**Description of the task**
Return the complete listing that follows, with each line reproduced exactly.

**Named-object pointing records**
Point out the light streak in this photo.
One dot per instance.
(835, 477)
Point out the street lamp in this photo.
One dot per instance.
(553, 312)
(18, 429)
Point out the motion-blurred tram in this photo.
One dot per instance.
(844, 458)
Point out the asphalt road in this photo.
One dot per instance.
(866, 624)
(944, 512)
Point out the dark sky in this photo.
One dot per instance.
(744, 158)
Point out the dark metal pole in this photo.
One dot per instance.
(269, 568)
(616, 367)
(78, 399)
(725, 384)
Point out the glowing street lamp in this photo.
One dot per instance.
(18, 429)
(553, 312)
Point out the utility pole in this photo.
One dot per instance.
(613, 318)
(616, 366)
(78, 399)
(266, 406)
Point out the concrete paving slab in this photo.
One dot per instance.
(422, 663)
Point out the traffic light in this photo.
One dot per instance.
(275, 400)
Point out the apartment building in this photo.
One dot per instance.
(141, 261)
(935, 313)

**Response**
Point out the light streak in this photo.
One dot per instance.
(835, 477)
Point out the street lamp in this photo.
One dot per instance.
(553, 312)
(18, 429)
Point out the motion-blurred tram in this photo.
One dot per instance.
(844, 458)
Point out the asphalt road in this photo.
One dot per instance.
(866, 624)
(944, 512)
Point out the dark sky in this photo.
One dot per instance.
(744, 158)
Point out the dark metal pole in this photo.
One dot per instance.
(269, 568)
(616, 367)
(78, 399)
(725, 384)
Point out the glowing street lamp in this photo.
One dot per instance.
(18, 429)
(553, 312)
Point out the utility pole in this photo.
One dot per instance.
(613, 318)
(616, 366)
(78, 399)
(266, 406)
Point out the concrete paving slab in this photo.
One dot per instance.
(422, 663)
Point out the traffic light in this photo.
One dot per instance.
(275, 400)
Point out the apartment building in this photo.
One dot per instance.
(141, 261)
(935, 313)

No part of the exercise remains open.